What the task asks:
Exactly reproduce each line of the listing that follows.

*** Dataset excerpts ***

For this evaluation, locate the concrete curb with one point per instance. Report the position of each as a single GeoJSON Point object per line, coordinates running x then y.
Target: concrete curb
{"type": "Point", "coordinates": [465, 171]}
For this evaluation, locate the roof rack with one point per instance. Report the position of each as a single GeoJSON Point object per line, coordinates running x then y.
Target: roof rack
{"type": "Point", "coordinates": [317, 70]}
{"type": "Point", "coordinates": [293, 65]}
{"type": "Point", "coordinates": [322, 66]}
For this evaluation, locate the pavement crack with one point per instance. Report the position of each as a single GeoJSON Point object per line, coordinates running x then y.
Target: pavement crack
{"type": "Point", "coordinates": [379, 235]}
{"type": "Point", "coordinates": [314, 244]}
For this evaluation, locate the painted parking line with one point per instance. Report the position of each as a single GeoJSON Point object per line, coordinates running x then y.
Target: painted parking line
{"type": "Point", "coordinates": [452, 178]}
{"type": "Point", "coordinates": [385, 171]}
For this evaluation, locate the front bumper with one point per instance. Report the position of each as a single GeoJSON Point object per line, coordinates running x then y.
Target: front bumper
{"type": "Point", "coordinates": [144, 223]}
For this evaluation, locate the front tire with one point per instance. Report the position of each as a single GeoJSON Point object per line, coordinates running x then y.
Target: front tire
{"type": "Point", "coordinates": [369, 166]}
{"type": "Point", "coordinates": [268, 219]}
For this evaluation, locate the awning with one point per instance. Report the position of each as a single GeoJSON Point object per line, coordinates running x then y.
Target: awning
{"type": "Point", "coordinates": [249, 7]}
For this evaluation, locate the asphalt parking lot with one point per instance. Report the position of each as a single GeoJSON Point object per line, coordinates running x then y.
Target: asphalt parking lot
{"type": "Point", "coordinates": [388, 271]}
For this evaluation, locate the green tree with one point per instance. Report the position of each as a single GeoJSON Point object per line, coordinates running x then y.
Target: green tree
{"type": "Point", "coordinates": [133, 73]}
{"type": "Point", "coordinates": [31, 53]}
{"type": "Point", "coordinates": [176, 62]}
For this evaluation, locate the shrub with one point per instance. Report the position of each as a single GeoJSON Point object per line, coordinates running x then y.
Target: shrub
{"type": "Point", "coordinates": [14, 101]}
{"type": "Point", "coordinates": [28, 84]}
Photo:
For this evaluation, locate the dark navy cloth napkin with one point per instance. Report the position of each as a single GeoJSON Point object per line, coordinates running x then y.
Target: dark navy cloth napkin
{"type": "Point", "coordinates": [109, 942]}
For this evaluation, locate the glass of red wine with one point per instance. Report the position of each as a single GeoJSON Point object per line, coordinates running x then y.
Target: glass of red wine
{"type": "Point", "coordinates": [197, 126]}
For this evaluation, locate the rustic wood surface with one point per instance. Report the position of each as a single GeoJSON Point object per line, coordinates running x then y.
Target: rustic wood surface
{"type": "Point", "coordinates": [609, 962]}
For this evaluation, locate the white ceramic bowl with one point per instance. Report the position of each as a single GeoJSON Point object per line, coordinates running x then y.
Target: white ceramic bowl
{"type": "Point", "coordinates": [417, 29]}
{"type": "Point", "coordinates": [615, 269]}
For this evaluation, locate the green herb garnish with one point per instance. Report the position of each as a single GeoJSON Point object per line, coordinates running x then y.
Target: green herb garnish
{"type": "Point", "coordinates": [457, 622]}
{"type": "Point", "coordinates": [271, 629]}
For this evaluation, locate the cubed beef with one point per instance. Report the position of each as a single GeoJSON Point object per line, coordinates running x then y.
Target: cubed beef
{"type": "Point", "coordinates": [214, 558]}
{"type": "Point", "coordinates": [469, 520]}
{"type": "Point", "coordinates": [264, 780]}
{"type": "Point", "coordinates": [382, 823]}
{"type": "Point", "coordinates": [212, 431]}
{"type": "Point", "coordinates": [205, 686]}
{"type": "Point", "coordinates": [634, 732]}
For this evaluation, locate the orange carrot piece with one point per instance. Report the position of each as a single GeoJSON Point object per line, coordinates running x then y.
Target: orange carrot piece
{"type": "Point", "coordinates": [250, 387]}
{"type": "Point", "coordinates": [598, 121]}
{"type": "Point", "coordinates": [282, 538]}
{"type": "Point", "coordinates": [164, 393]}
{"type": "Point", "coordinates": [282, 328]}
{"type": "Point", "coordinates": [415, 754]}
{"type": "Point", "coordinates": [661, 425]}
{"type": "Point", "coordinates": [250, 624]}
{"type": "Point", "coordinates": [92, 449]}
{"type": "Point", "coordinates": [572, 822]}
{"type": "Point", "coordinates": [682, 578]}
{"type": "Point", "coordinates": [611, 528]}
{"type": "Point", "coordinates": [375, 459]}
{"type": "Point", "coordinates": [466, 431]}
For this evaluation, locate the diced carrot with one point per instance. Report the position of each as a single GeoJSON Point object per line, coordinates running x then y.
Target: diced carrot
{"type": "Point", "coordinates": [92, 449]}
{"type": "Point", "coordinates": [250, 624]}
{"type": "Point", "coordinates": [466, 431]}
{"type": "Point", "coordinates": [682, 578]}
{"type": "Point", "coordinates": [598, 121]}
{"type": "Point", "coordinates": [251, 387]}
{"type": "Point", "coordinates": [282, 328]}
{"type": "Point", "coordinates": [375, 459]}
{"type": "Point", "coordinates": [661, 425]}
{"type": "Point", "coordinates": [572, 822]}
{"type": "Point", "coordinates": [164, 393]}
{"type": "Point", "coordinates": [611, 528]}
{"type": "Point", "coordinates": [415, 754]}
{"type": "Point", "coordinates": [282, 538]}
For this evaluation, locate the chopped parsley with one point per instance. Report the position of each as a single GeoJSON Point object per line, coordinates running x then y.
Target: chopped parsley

***

Written response:
For this evaluation, locate the concrete curb with one point per instance. Report the position of each as a single GeoJSON Point object per line, coordinates running x then y.
Target: concrete curb
{"type": "Point", "coordinates": [465, 171]}
For this evaluation, locate the roof rack with one point per instance. Report the position of each as a single GeoJSON Point object per line, coordinates running x then y.
Target: roof rack
{"type": "Point", "coordinates": [317, 70]}
{"type": "Point", "coordinates": [293, 65]}
{"type": "Point", "coordinates": [322, 66]}
For this evaluation, locate the pavement crack with one point per instance. Report the position of each as a single GeoJSON Point object per line, coordinates running x then y.
Target: pavement crack
{"type": "Point", "coordinates": [379, 235]}
{"type": "Point", "coordinates": [314, 244]}
For this evaluation, locate the painted parking line with one point per instance. Report the position of each as a single GeoJSON Point object per line, coordinates running x then y.
Target: painted parking line
{"type": "Point", "coordinates": [452, 178]}
{"type": "Point", "coordinates": [385, 171]}
For this evaluation, locate the front bumper with one point per instance. Report the position of each as a single GeoJSON Point object per line, coordinates running x then y.
Target: front bumper
{"type": "Point", "coordinates": [144, 223]}
For this evaluation, locate the front tire with one point per instance. Report the position of each as a single GeoJSON Point object per line, coordinates running x then y.
Target: front tire
{"type": "Point", "coordinates": [369, 166]}
{"type": "Point", "coordinates": [268, 219]}
For this evaluation, locate the awning with one point per instance. Report the position of each as a single GeoJSON Point object per line, coordinates running x then y.
Target: awning
{"type": "Point", "coordinates": [249, 7]}
For this evaluation, locate the asphalt parking lot with one point per instance. Report the position of each as a single GeoJSON Point object per line, coordinates running x then y.
Target: asphalt parking lot
{"type": "Point", "coordinates": [388, 271]}
For this evaluation, locate the green tree with one point per instance. Report the position of each as a single GeoJSON Point object per line, coordinates running x then y.
Target: green tree
{"type": "Point", "coordinates": [133, 73]}
{"type": "Point", "coordinates": [31, 53]}
{"type": "Point", "coordinates": [176, 62]}
For this evaluation, locate the shrub with one point per instance. Report the position of each as a single GeoJSON Point object per line, coordinates running x then y.
Target: shrub
{"type": "Point", "coordinates": [14, 101]}
{"type": "Point", "coordinates": [28, 84]}
Photo:
For this evaluation, locate the dark navy cloth napkin with one point per instance. Report the position of each as a single GeoJSON Point object per line, coordinates running x then y.
Target: dark navy cloth napkin
{"type": "Point", "coordinates": [109, 942]}
For this evaluation, locate the glass of red wine with one point per instance. Report the position of each as a single GeoJSON Point object per line, coordinates running x then y.
Target: glass of red wine
{"type": "Point", "coordinates": [197, 126]}
For this evaluation, locate the rustic wood surface with one point per instance. Report the position of each as a single GeoJSON Point object per line, coordinates running x then y.
Target: rustic wood surface
{"type": "Point", "coordinates": [609, 962]}
For this evaluation, locate the white ceramic bowl with one point per instance. Report the position of each as a single GeoJSON Point object per line, coordinates running x then y.
Target: white ceramic bowl
{"type": "Point", "coordinates": [417, 29]}
{"type": "Point", "coordinates": [615, 269]}
For this evaluation, locate the green herb garnish with one point per instance. Report the position of each as a single GeoJSON Point object per line, coordinates running x then y.
Target: green herb garnish
{"type": "Point", "coordinates": [457, 622]}
{"type": "Point", "coordinates": [271, 629]}
For this evaluation, locate the cubed beef with one point per instance. Report the position of each as a single GeoJSON Point object per line, coordinates running x then y.
Target: cubed beef
{"type": "Point", "coordinates": [214, 558]}
{"type": "Point", "coordinates": [469, 520]}
{"type": "Point", "coordinates": [264, 780]}
{"type": "Point", "coordinates": [382, 823]}
{"type": "Point", "coordinates": [212, 431]}
{"type": "Point", "coordinates": [205, 686]}
{"type": "Point", "coordinates": [634, 732]}
For this evaluation, locate the orange carrot piece with one point per instance. Report the position of each as a single GeoJSON Point object per line, coordinates running x then y.
Target: orange carrot piece
{"type": "Point", "coordinates": [250, 387]}
{"type": "Point", "coordinates": [598, 121]}
{"type": "Point", "coordinates": [282, 538]}
{"type": "Point", "coordinates": [164, 393]}
{"type": "Point", "coordinates": [282, 328]}
{"type": "Point", "coordinates": [415, 754]}
{"type": "Point", "coordinates": [661, 425]}
{"type": "Point", "coordinates": [250, 624]}
{"type": "Point", "coordinates": [92, 449]}
{"type": "Point", "coordinates": [572, 822]}
{"type": "Point", "coordinates": [682, 578]}
{"type": "Point", "coordinates": [611, 528]}
{"type": "Point", "coordinates": [375, 459]}
{"type": "Point", "coordinates": [466, 431]}
For this evaluation, locate the diced carrot with one point per instance. Report the position of each as a single GeoJSON Point object per line, coordinates running x then y.
Target: diced carrot
{"type": "Point", "coordinates": [92, 449]}
{"type": "Point", "coordinates": [250, 624]}
{"type": "Point", "coordinates": [466, 431]}
{"type": "Point", "coordinates": [682, 578]}
{"type": "Point", "coordinates": [598, 121]}
{"type": "Point", "coordinates": [251, 387]}
{"type": "Point", "coordinates": [282, 328]}
{"type": "Point", "coordinates": [375, 459]}
{"type": "Point", "coordinates": [661, 425]}
{"type": "Point", "coordinates": [572, 822]}
{"type": "Point", "coordinates": [164, 393]}
{"type": "Point", "coordinates": [611, 528]}
{"type": "Point", "coordinates": [415, 754]}
{"type": "Point", "coordinates": [282, 538]}
For this evaluation, locate the chopped parsley with one point per instance. Report the position of each as a single GeoJSON Point object per line, coordinates running x then y.
Target: chopped parsley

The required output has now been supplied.